[Collected data entries]
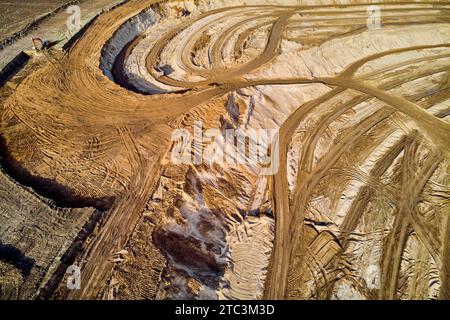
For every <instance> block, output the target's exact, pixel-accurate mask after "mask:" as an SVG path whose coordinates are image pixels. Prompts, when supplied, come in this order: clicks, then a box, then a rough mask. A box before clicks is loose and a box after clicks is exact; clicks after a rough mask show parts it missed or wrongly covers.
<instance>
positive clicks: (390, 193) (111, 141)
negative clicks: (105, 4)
mask: <svg viewBox="0 0 450 320" xmlns="http://www.w3.org/2000/svg"><path fill="white" fill-rule="evenodd" d="M242 2H243V1H238V0H231V1H230V0H226V1H225V0H218V1H207V0H198V1H197V0H196V1H187V0H186V1H154V0H152V1H142V0H140V1H127V2H125V3H124V4H122V5H120V6H117V7H115V8H113V9H112V10H110V11H107V12H104V13H103V14H101V15H100V16H99V17H98V18H97V19H95V20H94V21H93V23H92V24H91V25H90V26H89V27H88V28H87V29H86V30H85V31H84V33H82V34H81V35H80V36H79V38H77V40H76V41H75V42H74V44H73V45H72V46H71V47H70V48H69V49H68V50H67V51H66V52H63V53H61V52H57V51H56V50H53V51H52V50H50V51H49V52H47V53H46V54H45V56H43V55H42V54H37V55H36V56H35V57H34V58H32V59H31V61H30V62H29V64H28V65H27V67H26V68H25V70H23V72H22V73H21V76H20V77H16V78H15V79H12V80H11V81H10V82H9V83H7V84H6V85H5V86H4V87H3V88H2V91H1V92H2V95H1V100H0V101H1V107H0V114H1V123H0V134H1V143H2V148H1V150H2V153H3V154H2V158H1V159H2V168H3V169H2V170H3V171H2V172H1V175H0V178H1V179H0V197H1V204H0V222H1V224H0V225H1V226H0V241H1V242H0V253H1V252H2V251H5V250H6V249H8V250H11V248H13V249H14V250H16V251H17V252H16V254H15V255H13V256H12V257H11V255H5V257H6V258H4V259H3V258H2V257H3V256H2V255H0V295H1V297H5V298H14V297H21V298H36V297H40V298H55V299H86V298H95V299H179V298H193V299H261V298H269V299H380V298H381V299H439V298H441V299H449V298H450V244H449V238H450V223H449V221H450V220H449V218H450V203H449V202H450V179H449V168H450V166H449V161H450V143H449V136H450V124H449V121H450V116H449V115H450V90H449V89H450V4H446V3H441V2H434V3H433V2H414V3H413V2H405V3H401V1H399V3H398V4H397V3H389V4H379V5H378V7H376V8H368V6H367V5H366V4H365V1H328V0H323V1H316V4H315V5H311V4H310V3H311V1H304V2H305V3H303V1H288V0H271V1H267V0H266V1H262V0H261V1H257V0H247V1H245V5H244V4H242ZM306 3H308V4H306ZM373 10H375V12H377V10H380V11H379V14H380V15H379V16H380V21H379V22H380V24H377V21H376V19H375V20H372V18H373V17H374V16H373V14H374V13H373V12H374V11H373ZM375 18H376V13H375ZM199 121H201V123H202V127H203V130H206V129H217V130H218V131H219V136H218V137H216V139H213V142H212V144H211V145H210V146H212V147H215V148H221V147H223V145H224V143H225V141H226V136H225V130H226V129H246V130H247V129H255V130H267V129H276V130H278V132H279V142H278V143H276V145H277V146H278V148H279V153H277V154H278V155H279V166H278V170H276V171H275V172H273V174H270V175H267V174H264V169H265V168H263V167H262V166H260V165H258V164H255V163H252V164H233V163H214V162H211V163H205V162H202V163H191V164H189V163H183V164H177V163H175V162H174V161H173V158H172V157H171V153H172V151H173V150H174V148H176V146H175V143H174V142H173V141H172V139H171V137H172V134H173V132H174V130H176V129H186V130H187V131H189V132H191V133H192V132H194V127H195V126H197V125H198V122H199ZM203 147H205V146H203ZM199 148H200V147H199V146H198V145H197V146H194V148H193V149H192V150H191V153H192V154H195V153H198V152H199V150H198V149H199ZM203 149H204V148H203ZM6 246H8V247H7V248H6ZM5 248H6V249H5ZM8 252H9V251H8ZM21 261H22V262H23V261H26V262H28V264H27V265H26V268H23V263H21ZM71 264H77V265H78V266H80V268H81V288H80V290H70V289H69V288H68V287H67V286H66V283H67V280H70V279H69V278H68V276H69V274H67V273H65V271H66V269H67V267H68V266H69V265H71ZM3 274H7V275H8V276H7V277H6V276H2V275H3ZM8 279H11V280H8ZM4 283H5V284H4ZM4 286H6V287H5V288H6V291H5V290H4V289H3V288H4Z"/></svg>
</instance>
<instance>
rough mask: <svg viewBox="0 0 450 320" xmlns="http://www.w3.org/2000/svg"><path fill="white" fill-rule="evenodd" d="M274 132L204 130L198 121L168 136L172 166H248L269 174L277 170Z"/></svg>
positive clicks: (234, 129)
mask: <svg viewBox="0 0 450 320" xmlns="http://www.w3.org/2000/svg"><path fill="white" fill-rule="evenodd" d="M278 140H279V134H278V130H277V129H225V130H220V129H207V130H203V125H202V122H201V121H196V122H195V124H194V130H193V135H192V134H191V132H189V131H188V130H187V129H177V130H175V131H174V132H173V133H172V141H174V142H175V143H174V147H173V148H172V154H171V159H172V162H173V163H175V164H182V163H183V164H196V165H199V164H201V163H206V164H208V165H211V164H213V163H217V164H228V165H249V166H256V167H260V169H261V171H260V174H261V175H273V174H275V173H276V172H277V171H278V168H279V141H278Z"/></svg>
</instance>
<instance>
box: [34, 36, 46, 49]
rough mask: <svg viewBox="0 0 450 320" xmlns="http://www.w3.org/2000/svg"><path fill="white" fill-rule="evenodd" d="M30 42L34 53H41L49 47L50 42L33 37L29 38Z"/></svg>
mask: <svg viewBox="0 0 450 320" xmlns="http://www.w3.org/2000/svg"><path fill="white" fill-rule="evenodd" d="M31 41H32V42H33V46H34V49H35V50H36V51H41V50H44V49H48V48H49V47H50V41H48V40H47V39H44V40H42V39H41V38H37V37H33V38H31Z"/></svg>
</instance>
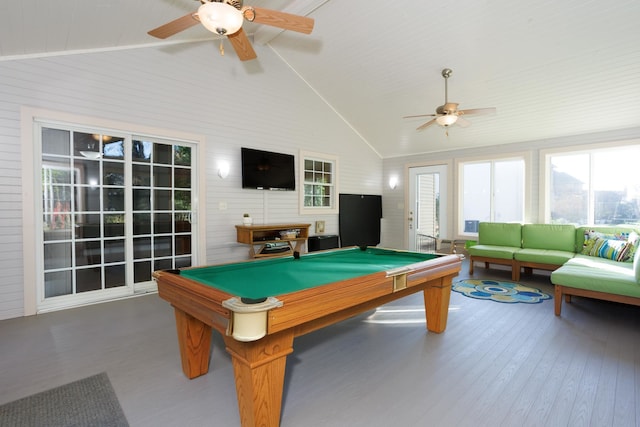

TO DO:
Put every line of the entries above into a JSON list of strings, one string per line, leaving out blank lines and the pictures.

RESULT:
[
  "For every <instance> block, output the target's exact, pixel-accurate mask after \"mask:\" as an SVG path whose coordinates are image pixels. Prompts, when supplied, come in this order: clicks, then a box, then a rough mask. A box before clicks is loose and a box after clicks is exact; clicks after a rough mask show parts it missed or wrongly covers.",
  "<instance>",
  "positive clicks: (390, 193) (111, 141)",
  "negative clicks: (105, 4)",
  "mask: <svg viewBox=\"0 0 450 320\" xmlns=\"http://www.w3.org/2000/svg\"><path fill=\"white\" fill-rule=\"evenodd\" d=\"M242 2H243V1H238V0H231V1H230V0H226V1H225V0H218V1H207V0H198V1H197V0H196V1H187V0H186V1H154V0H152V1H142V0H140V1H127V2H125V3H124V4H122V5H120V6H117V7H115V8H113V9H112V10H110V11H107V12H104V13H103V14H101V15H100V16H99V17H98V18H97V19H95V20H94V21H93V23H92V24H91V25H90V26H89V27H88V28H87V29H86V30H85V31H84V33H82V34H81V35H80V36H79V38H77V40H76V41H75V42H74V44H73V45H72V46H71V47H70V48H69V49H68V50H67V51H66V52H63V53H61V52H57V51H56V50H53V51H52V50H50V51H49V52H47V53H46V54H45V56H43V55H42V54H37V55H36V56H35V57H34V58H32V59H31V61H30V62H29V64H28V65H27V67H26V68H25V70H23V72H22V73H21V76H20V77H16V78H15V79H12V80H11V81H10V82H9V83H7V84H6V85H5V86H4V87H3V88H2V91H1V92H2V95H1V100H0V101H1V107H0V114H1V123H0V134H1V143H2V148H1V150H2V153H3V154H2V158H1V159H2V168H3V169H2V170H3V171H2V172H1V175H0V178H1V179H0V197H1V204H0V222H1V224H0V225H1V226H0V241H1V242H0V253H1V252H2V251H5V250H6V249H8V250H11V248H13V249H14V250H16V251H17V252H16V254H15V255H13V256H12V257H11V255H5V257H6V258H4V259H3V258H2V257H3V256H2V255H0V295H1V297H5V298H14V297H21V298H36V297H40V298H55V299H86V298H95V299H179V298H193V299H261V298H269V299H380V298H381V299H439V298H441V299H449V298H450V244H449V238H450V223H449V221H450V220H449V218H450V203H449V202H450V179H449V168H450V166H449V161H450V143H449V136H450V124H449V121H450V116H449V115H450V90H449V89H450V4H446V3H441V2H434V3H433V2H414V3H413V2H405V3H401V1H399V3H398V4H397V3H389V4H379V5H378V7H376V8H368V6H367V5H366V4H365V1H328V0H323V1H316V4H315V5H311V4H310V3H311V1H304V2H305V3H303V1H288V0H271V1H267V0H266V1H262V0H261V1H257V0H247V1H245V5H244V4H242ZM306 3H308V4H306ZM373 10H375V12H377V10H380V11H379V14H380V15H379V16H380V21H379V22H380V24H377V21H376V19H375V20H372V18H373V17H374V16H373V14H374V13H373V12H374V11H373ZM375 18H376V13H375ZM199 121H201V123H202V127H203V130H206V129H217V130H218V131H219V136H218V137H216V139H213V142H212V144H211V145H210V146H212V147H215V148H221V147H223V145H224V143H225V141H226V136H225V130H226V129H246V130H247V129H255V130H267V129H276V130H278V132H279V142H278V143H276V145H277V146H278V148H279V153H277V154H278V155H279V166H278V170H276V171H275V172H273V174H270V175H267V174H264V169H265V168H263V167H262V166H260V165H258V164H255V163H252V164H233V163H214V162H211V163H205V162H202V163H191V164H189V163H183V164H177V163H175V162H174V161H173V158H172V157H171V153H172V151H173V150H174V148H176V146H175V143H174V142H173V141H172V139H171V137H172V134H173V132H174V130H176V129H186V130H187V131H189V132H191V133H192V132H194V127H195V126H197V125H198V122H199ZM203 147H205V146H203ZM199 148H200V147H199V146H198V145H197V146H194V148H193V149H192V150H191V153H192V154H195V153H198V152H199V150H198V149H199ZM203 149H204V148H203ZM6 246H8V247H7V248H6ZM5 248H6V249H5ZM8 252H9V251H8ZM21 261H22V262H23V261H26V262H28V264H27V265H26V268H23V263H21ZM71 264H77V265H78V266H80V268H81V288H80V290H70V289H69V288H68V287H67V286H66V283H67V280H70V279H69V278H68V276H69V274H67V273H65V271H66V269H67V267H68V266H69V265H71ZM3 274H7V275H8V276H7V277H6V276H2V275H3ZM8 279H11V280H8ZM4 283H5V284H4ZM4 286H6V287H5V288H6V291H5V290H4V289H3V288H4Z\"/></svg>",
  "</instance>",
  "<instance>",
  "rough mask: <svg viewBox=\"0 0 450 320\" xmlns=\"http://www.w3.org/2000/svg\"><path fill=\"white\" fill-rule=\"evenodd\" d=\"M274 132L204 130L198 121L168 136L172 166H248L269 174L277 170Z\"/></svg>",
  "positive clicks: (234, 129)",
  "mask: <svg viewBox=\"0 0 450 320\" xmlns=\"http://www.w3.org/2000/svg\"><path fill=\"white\" fill-rule=\"evenodd\" d=\"M278 140H279V134H278V130H277V129H225V130H220V129H207V130H203V125H202V122H201V121H196V122H195V124H194V130H193V135H192V134H191V132H189V131H188V130H187V129H177V130H175V131H174V132H173V133H172V141H174V142H175V143H174V147H173V148H172V154H171V159H172V162H173V163H175V164H182V163H183V164H196V165H199V164H201V163H206V164H208V165H211V164H213V163H217V164H228V165H249V166H256V167H260V169H261V171H260V174H261V175H273V174H275V173H276V172H277V171H278V168H279V141H278Z\"/></svg>",
  "</instance>",
  "<instance>",
  "box: [34, 36, 46, 49]",
  "rough mask: <svg viewBox=\"0 0 450 320\" xmlns=\"http://www.w3.org/2000/svg\"><path fill=\"white\" fill-rule=\"evenodd\" d=\"M30 42L34 53H41L49 47L50 42L33 37L29 38Z\"/></svg>",
  "mask: <svg viewBox=\"0 0 450 320\" xmlns=\"http://www.w3.org/2000/svg\"><path fill=\"white\" fill-rule=\"evenodd\" d=\"M31 41H32V42H33V46H34V49H35V50H36V51H41V50H44V49H48V48H49V47H50V41H48V40H47V39H44V40H42V39H41V38H37V37H33V38H31Z\"/></svg>",
  "</instance>"
]